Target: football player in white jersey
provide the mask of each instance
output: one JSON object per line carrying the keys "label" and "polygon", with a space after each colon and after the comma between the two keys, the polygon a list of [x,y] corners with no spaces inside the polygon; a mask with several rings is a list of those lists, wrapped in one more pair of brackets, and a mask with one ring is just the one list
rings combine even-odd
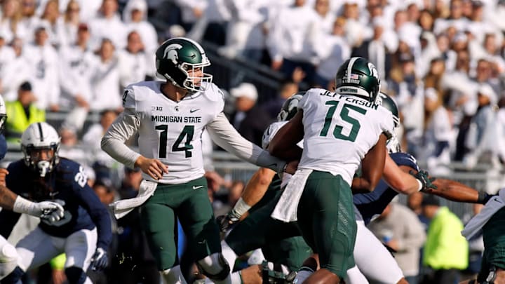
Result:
* * *
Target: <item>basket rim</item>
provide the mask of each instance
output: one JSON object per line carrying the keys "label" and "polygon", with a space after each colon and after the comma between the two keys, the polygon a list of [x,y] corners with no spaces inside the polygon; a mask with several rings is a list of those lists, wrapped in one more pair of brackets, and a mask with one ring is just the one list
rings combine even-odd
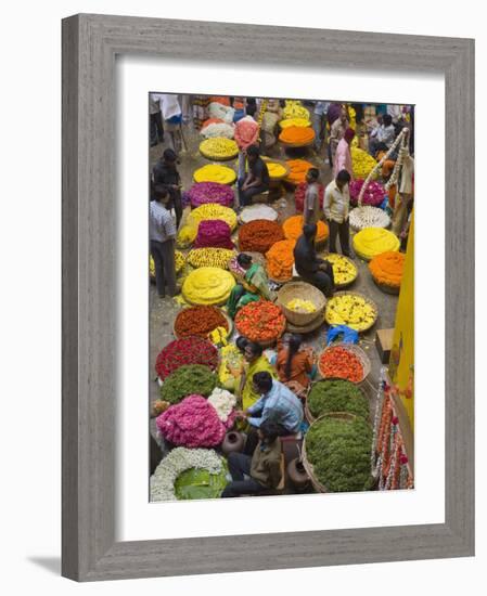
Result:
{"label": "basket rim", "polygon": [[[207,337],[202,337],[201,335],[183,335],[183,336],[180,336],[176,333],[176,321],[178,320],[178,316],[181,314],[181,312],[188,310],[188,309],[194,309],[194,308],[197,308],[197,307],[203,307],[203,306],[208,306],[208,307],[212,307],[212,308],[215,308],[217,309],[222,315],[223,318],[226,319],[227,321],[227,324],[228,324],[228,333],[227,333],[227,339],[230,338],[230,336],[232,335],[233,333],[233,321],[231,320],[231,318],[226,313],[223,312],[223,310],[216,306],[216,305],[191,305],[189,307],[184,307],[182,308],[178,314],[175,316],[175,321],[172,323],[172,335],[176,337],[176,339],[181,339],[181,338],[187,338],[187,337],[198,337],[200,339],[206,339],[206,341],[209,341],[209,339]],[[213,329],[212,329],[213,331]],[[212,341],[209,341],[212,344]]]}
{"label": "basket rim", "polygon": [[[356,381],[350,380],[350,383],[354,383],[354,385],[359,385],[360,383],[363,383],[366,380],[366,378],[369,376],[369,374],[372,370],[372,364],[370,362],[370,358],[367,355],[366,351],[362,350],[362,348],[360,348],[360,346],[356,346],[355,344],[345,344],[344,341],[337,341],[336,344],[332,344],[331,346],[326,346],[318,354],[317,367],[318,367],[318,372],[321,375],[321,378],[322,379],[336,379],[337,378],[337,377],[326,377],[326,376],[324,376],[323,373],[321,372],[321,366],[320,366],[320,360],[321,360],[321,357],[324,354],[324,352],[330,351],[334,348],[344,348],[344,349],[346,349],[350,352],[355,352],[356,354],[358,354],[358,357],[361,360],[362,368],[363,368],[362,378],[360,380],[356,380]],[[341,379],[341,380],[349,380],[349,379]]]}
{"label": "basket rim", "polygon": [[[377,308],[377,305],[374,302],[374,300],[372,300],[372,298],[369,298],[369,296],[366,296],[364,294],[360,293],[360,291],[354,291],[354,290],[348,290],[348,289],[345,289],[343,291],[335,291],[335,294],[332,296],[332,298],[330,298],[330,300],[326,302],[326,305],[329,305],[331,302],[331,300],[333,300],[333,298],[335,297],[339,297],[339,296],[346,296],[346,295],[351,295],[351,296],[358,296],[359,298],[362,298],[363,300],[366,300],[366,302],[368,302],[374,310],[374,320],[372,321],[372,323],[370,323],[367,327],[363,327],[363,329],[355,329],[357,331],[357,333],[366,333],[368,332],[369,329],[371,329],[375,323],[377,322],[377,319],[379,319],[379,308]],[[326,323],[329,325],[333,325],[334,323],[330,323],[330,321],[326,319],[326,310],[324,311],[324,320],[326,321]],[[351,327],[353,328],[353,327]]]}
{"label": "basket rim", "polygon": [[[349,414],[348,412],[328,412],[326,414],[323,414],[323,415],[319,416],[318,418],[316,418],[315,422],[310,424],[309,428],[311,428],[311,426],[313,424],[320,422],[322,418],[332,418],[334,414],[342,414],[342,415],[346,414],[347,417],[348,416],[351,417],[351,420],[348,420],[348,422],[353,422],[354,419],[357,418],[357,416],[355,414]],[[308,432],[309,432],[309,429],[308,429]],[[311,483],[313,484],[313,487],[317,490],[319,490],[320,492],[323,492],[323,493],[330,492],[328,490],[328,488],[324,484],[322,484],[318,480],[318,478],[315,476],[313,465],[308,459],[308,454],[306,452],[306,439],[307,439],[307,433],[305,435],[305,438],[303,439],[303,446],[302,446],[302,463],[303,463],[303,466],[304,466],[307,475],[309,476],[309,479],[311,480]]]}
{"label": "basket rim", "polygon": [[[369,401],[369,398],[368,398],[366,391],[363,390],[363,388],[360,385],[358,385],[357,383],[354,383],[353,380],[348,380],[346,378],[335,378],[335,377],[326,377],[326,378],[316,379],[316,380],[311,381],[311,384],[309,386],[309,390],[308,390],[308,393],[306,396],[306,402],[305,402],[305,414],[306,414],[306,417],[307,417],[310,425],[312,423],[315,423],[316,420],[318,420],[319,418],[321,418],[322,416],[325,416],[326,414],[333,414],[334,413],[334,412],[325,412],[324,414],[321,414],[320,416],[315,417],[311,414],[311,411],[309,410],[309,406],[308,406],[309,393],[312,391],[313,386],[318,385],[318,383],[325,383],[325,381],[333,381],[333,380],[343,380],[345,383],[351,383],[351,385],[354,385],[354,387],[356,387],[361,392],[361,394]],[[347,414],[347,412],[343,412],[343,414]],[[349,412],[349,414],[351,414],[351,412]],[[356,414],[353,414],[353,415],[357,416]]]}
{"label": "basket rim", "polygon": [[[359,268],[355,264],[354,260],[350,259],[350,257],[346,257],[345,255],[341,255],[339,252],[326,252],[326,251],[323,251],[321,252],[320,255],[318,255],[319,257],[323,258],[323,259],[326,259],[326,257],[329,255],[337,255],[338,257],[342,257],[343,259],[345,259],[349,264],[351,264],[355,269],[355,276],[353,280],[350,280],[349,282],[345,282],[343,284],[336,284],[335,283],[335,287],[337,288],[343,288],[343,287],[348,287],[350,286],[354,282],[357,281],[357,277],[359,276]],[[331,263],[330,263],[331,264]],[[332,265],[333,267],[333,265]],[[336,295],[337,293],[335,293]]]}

# STATED EXERCISE
Which lines in the rows above contain the string "Target"? Collect every one of them.

# RESULT
Target: football player in white jersey
Target: <item>basket rim</item>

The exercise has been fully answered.